Assignment: Make an exact copy of the entries below, with all images left out.

___ Source material ___

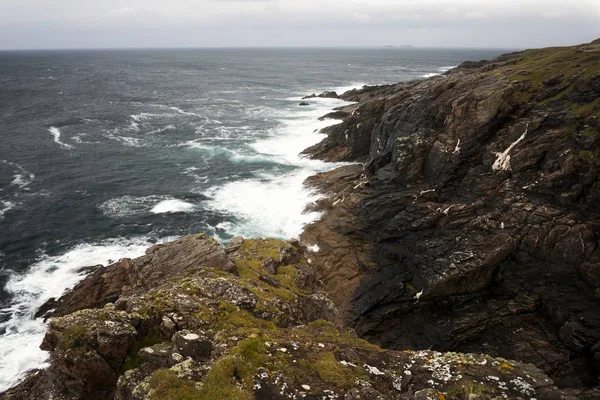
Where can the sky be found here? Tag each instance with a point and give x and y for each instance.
(64, 24)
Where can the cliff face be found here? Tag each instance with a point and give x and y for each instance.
(474, 224)
(472, 227)
(193, 320)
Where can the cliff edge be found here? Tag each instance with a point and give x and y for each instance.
(473, 224)
(466, 238)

___

Solved exercise:
Where can the sky be found here? Tag each instance with a point and give x and y for each instance.
(64, 24)
Where can the cliff face be found here? Tag each instance with a point and give x and y for each instance.
(474, 224)
(472, 227)
(193, 320)
Where can the cliff edge be found here? Tag each instance with a point and give x and y for each instance.
(473, 224)
(466, 238)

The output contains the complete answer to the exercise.